▶ Assignment: The expected answer is the set of lines in the data below between the line holding "box: [0, 1044, 111, 1083]" and the line holding "719L786 730L798 738L810", inclusive, written out exactly.

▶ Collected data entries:
=====

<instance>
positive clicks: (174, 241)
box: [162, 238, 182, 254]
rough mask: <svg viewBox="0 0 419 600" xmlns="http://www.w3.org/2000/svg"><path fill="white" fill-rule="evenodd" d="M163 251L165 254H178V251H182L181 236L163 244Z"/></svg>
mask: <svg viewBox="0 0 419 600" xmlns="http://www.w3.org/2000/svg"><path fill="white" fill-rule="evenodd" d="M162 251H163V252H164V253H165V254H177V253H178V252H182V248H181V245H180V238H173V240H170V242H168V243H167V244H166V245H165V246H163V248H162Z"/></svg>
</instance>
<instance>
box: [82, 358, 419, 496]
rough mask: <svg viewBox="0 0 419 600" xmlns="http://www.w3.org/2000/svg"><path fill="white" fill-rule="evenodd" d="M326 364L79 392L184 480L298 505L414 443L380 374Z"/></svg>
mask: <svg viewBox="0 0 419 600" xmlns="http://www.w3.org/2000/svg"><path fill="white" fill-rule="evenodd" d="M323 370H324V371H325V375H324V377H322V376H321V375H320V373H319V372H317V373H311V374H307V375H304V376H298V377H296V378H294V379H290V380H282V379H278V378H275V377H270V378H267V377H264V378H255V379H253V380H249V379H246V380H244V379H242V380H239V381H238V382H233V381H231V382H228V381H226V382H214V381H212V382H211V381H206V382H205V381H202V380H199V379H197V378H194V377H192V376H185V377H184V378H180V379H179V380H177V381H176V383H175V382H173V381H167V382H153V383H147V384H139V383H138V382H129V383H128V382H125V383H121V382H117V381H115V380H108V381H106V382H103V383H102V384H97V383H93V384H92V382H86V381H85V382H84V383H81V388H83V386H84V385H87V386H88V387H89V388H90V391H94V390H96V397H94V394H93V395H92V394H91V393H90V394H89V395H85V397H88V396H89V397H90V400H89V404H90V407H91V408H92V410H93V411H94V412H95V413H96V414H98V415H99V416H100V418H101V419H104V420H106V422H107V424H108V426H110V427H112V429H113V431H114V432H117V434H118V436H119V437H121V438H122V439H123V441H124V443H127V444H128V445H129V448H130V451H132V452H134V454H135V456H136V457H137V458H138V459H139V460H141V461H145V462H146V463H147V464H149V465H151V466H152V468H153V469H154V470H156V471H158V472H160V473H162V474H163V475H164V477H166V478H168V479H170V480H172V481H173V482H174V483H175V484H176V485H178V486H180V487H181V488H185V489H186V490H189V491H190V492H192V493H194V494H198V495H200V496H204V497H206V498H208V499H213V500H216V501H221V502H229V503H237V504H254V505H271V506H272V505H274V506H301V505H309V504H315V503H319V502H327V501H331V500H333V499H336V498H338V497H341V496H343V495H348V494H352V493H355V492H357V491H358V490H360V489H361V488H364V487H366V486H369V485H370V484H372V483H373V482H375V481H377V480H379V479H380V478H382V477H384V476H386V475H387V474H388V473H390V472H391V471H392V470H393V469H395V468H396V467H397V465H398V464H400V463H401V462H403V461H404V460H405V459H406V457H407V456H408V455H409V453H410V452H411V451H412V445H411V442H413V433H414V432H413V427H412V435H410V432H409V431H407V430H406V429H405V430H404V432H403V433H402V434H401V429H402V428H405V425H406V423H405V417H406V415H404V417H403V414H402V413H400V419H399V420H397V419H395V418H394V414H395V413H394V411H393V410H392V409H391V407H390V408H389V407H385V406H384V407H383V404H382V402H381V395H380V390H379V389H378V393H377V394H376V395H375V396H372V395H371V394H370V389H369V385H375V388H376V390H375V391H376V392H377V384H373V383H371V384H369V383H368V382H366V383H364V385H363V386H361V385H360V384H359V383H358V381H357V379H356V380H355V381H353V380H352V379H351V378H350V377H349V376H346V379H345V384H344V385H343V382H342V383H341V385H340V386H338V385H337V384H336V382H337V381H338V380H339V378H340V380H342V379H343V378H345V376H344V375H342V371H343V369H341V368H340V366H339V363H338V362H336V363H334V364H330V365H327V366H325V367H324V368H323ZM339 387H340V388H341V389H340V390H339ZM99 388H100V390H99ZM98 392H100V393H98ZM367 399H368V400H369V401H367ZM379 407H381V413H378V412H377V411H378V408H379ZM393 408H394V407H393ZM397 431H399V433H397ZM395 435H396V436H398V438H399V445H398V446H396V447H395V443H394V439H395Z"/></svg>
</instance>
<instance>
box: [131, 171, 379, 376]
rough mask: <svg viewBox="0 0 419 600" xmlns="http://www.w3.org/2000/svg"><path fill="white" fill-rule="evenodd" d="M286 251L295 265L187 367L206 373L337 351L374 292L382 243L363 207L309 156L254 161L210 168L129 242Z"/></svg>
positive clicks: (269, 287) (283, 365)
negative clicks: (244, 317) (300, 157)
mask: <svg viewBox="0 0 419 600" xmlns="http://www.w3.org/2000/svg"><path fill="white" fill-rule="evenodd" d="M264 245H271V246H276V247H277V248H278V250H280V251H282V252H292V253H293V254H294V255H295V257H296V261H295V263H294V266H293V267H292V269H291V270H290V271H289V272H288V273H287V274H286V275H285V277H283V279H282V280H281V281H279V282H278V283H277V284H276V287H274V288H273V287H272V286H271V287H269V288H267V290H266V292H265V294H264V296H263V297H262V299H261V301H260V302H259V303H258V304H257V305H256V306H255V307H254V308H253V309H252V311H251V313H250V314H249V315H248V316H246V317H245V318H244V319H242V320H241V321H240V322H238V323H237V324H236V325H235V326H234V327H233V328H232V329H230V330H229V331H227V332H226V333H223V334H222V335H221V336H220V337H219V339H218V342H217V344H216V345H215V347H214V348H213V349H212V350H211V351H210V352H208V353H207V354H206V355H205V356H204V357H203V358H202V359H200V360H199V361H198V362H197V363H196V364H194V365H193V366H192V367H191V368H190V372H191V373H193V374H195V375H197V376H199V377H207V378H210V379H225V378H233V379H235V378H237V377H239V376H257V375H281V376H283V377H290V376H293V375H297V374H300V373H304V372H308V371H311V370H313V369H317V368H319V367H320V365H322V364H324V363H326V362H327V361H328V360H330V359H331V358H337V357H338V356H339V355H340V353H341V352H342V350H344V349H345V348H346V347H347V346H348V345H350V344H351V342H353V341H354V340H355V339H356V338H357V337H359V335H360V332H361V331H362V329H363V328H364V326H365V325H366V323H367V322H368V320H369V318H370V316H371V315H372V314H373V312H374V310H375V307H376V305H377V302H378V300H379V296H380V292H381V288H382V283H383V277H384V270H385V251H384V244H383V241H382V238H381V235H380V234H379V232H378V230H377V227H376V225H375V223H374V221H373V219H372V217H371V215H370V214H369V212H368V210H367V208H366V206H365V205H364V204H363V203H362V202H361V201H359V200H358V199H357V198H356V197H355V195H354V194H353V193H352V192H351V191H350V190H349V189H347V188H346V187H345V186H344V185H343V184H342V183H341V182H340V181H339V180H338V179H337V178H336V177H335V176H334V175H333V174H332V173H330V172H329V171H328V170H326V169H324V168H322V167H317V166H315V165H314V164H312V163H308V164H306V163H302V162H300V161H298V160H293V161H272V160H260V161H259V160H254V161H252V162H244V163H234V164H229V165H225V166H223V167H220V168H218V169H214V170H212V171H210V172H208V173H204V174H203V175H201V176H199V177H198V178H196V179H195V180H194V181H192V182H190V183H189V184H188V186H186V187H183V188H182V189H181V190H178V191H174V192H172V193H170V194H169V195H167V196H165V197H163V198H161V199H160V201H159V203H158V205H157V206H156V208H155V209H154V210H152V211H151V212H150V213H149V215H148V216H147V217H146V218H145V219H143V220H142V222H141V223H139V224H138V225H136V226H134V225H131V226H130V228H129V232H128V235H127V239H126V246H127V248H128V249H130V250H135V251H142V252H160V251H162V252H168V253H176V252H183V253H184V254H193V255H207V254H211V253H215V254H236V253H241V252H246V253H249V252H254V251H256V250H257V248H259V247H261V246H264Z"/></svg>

=====

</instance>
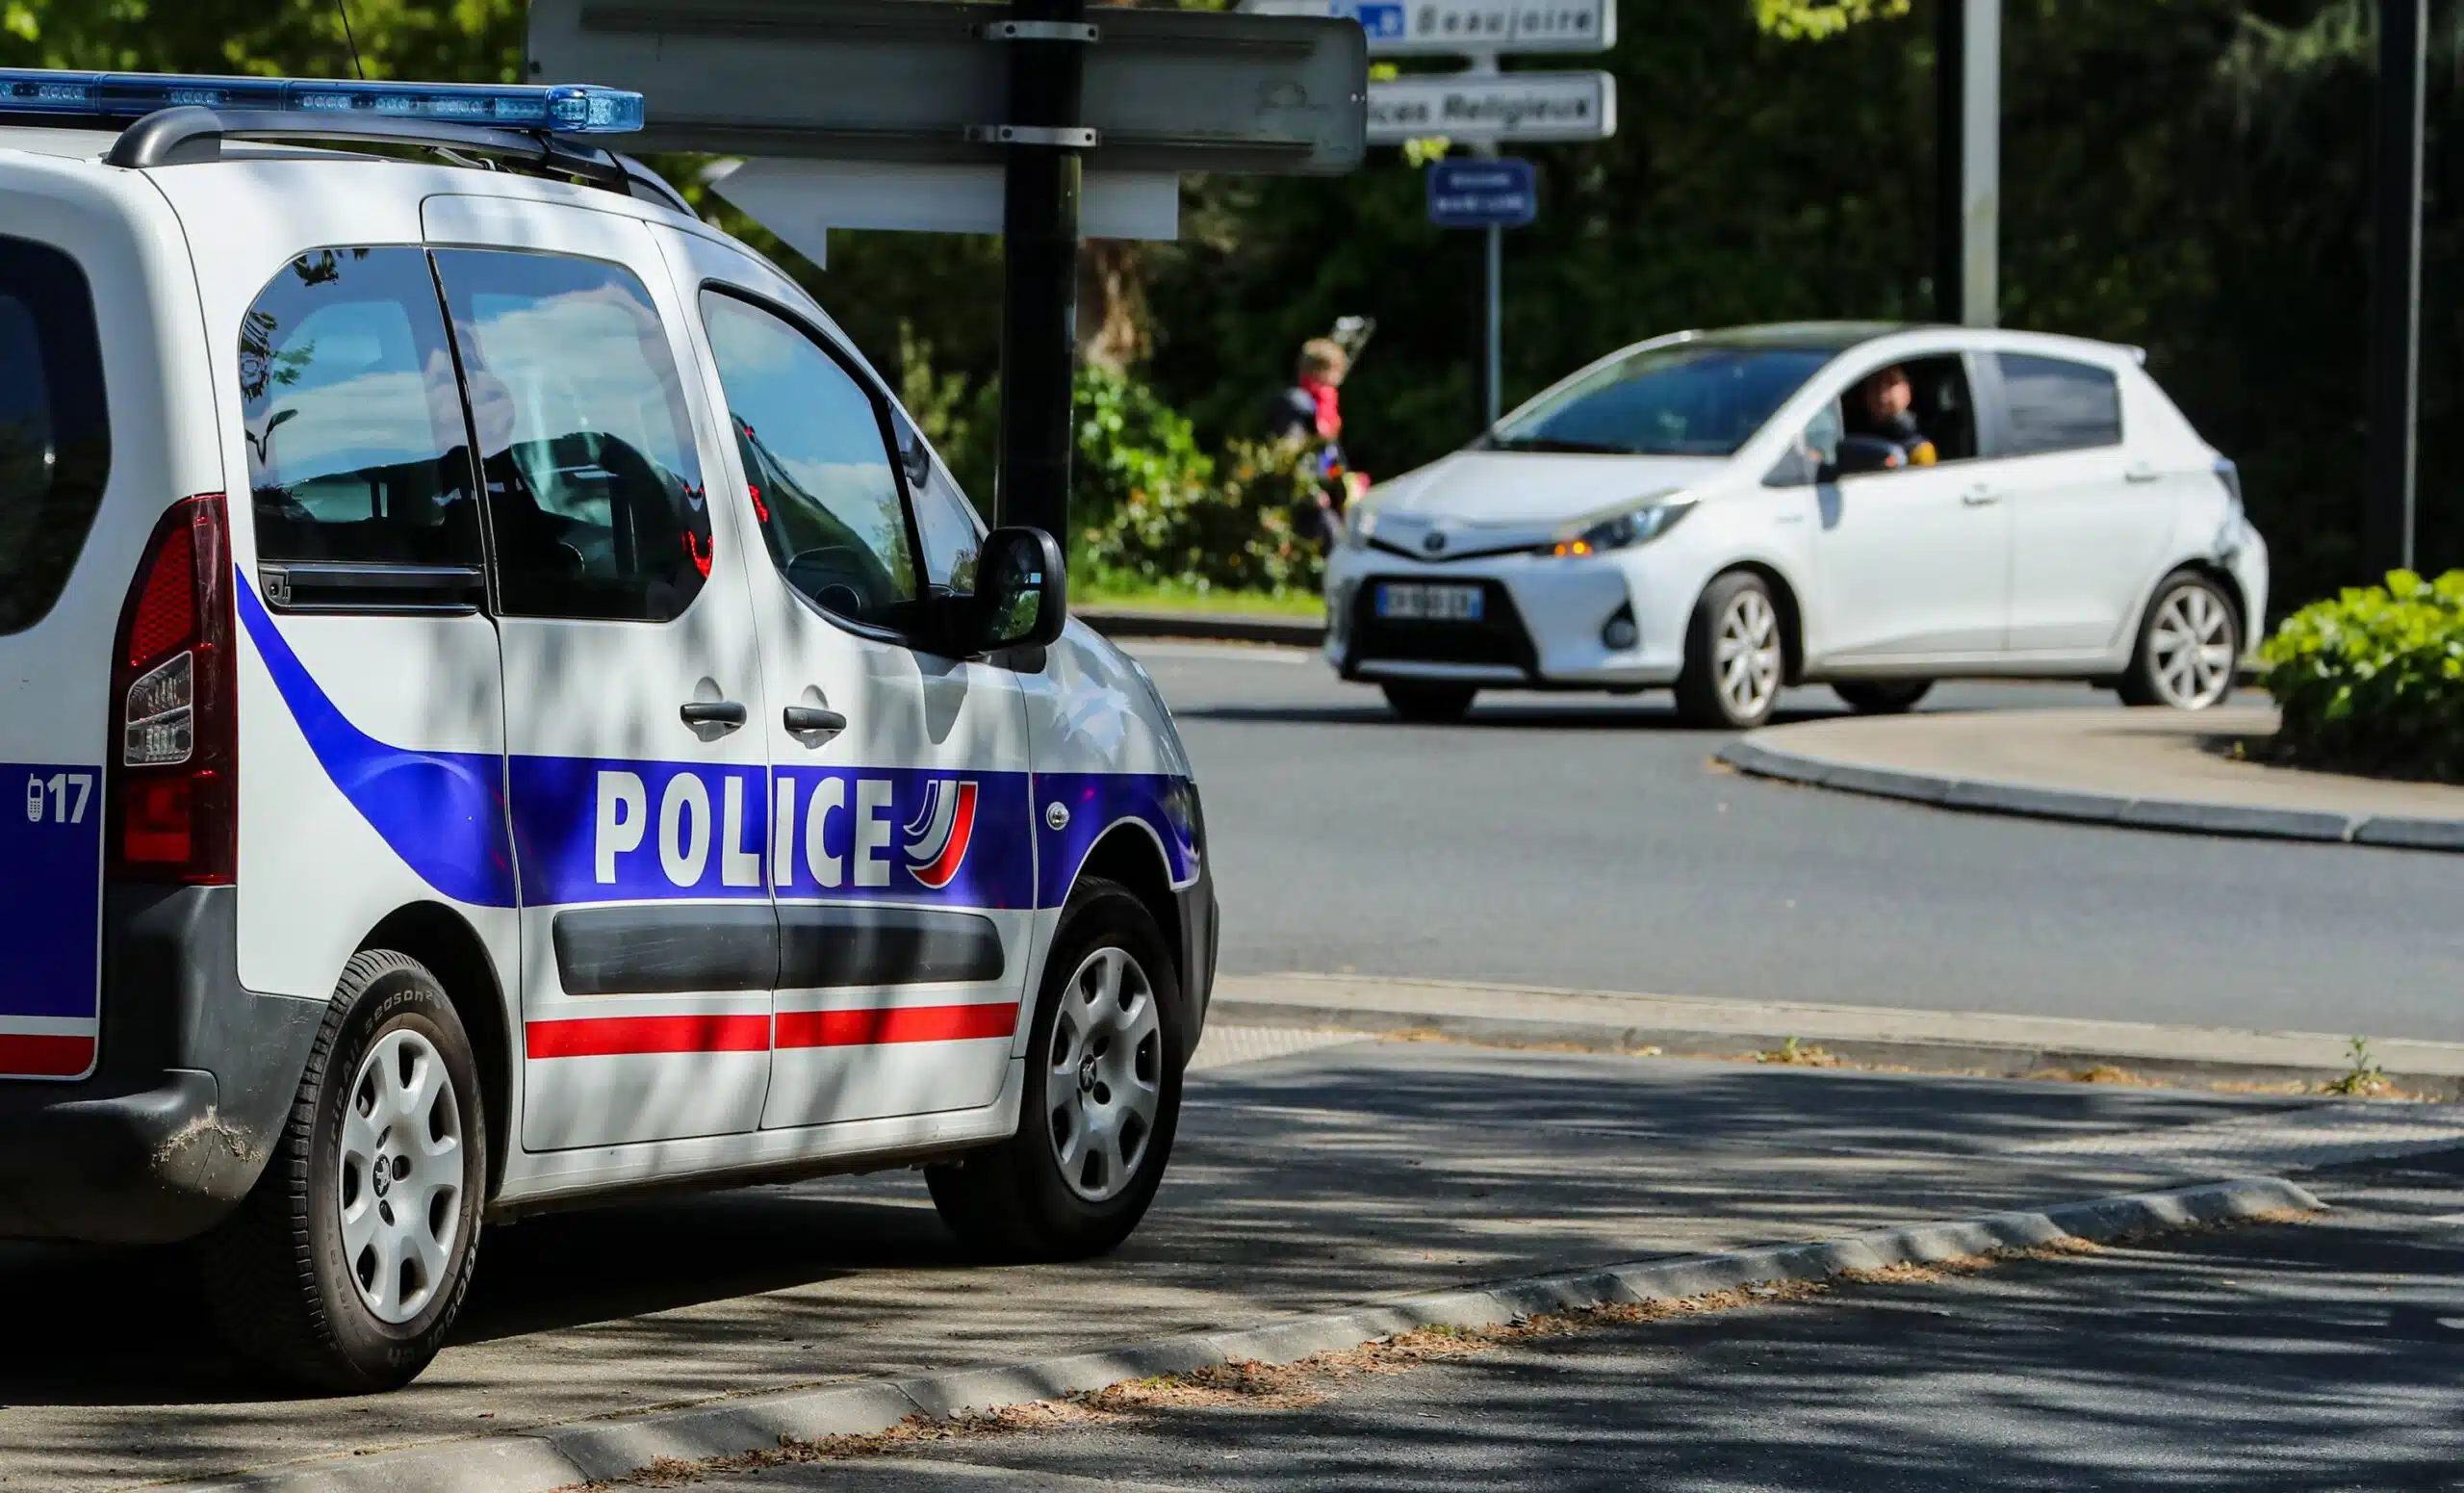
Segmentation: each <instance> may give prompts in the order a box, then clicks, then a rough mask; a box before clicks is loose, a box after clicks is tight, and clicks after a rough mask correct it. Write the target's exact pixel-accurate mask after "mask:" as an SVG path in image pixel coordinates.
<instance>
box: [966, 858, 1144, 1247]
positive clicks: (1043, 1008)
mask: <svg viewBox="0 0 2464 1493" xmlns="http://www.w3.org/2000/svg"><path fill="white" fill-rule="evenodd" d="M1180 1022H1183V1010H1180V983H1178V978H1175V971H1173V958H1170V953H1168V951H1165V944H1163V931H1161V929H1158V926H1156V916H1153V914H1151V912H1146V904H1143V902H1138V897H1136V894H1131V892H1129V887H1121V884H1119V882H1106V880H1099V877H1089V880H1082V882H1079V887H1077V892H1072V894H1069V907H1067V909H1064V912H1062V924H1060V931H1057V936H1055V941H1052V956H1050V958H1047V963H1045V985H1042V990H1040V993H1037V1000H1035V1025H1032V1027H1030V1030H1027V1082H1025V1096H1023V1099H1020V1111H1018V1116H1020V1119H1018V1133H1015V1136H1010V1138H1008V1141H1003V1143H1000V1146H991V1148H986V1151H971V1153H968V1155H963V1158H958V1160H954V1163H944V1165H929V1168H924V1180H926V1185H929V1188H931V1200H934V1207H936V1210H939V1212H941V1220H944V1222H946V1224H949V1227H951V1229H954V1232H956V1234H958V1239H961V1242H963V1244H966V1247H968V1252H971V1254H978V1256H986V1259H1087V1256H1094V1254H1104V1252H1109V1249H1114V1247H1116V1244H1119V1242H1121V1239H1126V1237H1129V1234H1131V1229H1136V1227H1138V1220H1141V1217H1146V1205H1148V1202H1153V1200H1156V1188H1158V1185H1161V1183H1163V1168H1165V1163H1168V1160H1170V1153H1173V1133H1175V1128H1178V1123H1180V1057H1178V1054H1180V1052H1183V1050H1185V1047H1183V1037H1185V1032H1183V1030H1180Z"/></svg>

=====

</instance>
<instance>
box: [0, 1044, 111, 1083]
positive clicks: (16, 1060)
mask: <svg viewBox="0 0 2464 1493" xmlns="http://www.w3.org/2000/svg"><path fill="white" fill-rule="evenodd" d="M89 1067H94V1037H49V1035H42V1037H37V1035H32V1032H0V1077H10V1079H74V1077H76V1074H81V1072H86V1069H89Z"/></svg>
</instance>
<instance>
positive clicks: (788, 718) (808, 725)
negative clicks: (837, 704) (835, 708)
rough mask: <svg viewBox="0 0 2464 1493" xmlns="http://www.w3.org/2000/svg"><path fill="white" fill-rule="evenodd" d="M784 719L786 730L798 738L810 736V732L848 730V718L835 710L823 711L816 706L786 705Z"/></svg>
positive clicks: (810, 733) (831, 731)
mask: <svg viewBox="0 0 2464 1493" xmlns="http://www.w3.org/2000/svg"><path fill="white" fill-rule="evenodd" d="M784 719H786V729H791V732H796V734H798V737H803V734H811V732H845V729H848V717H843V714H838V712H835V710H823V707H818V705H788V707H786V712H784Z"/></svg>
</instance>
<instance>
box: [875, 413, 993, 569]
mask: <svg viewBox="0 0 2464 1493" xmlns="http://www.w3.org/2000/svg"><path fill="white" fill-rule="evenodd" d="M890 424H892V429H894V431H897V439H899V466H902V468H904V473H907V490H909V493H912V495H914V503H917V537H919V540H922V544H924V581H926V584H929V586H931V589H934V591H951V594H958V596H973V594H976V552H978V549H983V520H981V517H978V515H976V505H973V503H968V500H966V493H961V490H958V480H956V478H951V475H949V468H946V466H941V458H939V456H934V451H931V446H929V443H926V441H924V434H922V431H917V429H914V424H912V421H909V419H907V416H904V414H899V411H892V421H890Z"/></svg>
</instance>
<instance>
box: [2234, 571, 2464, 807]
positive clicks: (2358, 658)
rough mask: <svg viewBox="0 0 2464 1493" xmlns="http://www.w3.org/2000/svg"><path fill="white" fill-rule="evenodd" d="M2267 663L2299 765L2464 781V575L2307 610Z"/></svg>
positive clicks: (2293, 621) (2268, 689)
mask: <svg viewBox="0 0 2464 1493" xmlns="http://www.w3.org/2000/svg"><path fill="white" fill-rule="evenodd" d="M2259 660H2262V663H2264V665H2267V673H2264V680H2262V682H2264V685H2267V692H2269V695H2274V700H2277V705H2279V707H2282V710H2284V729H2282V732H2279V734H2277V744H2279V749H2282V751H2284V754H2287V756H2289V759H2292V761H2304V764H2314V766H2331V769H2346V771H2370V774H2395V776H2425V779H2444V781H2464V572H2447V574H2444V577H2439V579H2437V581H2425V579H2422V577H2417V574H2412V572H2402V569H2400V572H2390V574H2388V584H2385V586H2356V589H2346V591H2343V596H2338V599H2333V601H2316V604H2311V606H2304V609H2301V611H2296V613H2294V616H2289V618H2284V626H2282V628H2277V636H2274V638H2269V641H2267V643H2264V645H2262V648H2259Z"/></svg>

=====

▶ Your solution:
box: [0, 1044, 111, 1083]
positive clicks: (16, 1060)
mask: <svg viewBox="0 0 2464 1493" xmlns="http://www.w3.org/2000/svg"><path fill="white" fill-rule="evenodd" d="M89 1067H94V1037H49V1035H42V1037H37V1035H32V1032H0V1077H10V1079H74V1077H76V1074H81V1072H86V1069H89Z"/></svg>
</instance>
<instance>
positive clicks: (788, 718) (808, 725)
negative clicks: (837, 704) (835, 708)
rough mask: <svg viewBox="0 0 2464 1493" xmlns="http://www.w3.org/2000/svg"><path fill="white" fill-rule="evenodd" d="M784 719L786 730L798 738L810 736V732L848 730V718L835 710L823 711L816 706L786 705Z"/></svg>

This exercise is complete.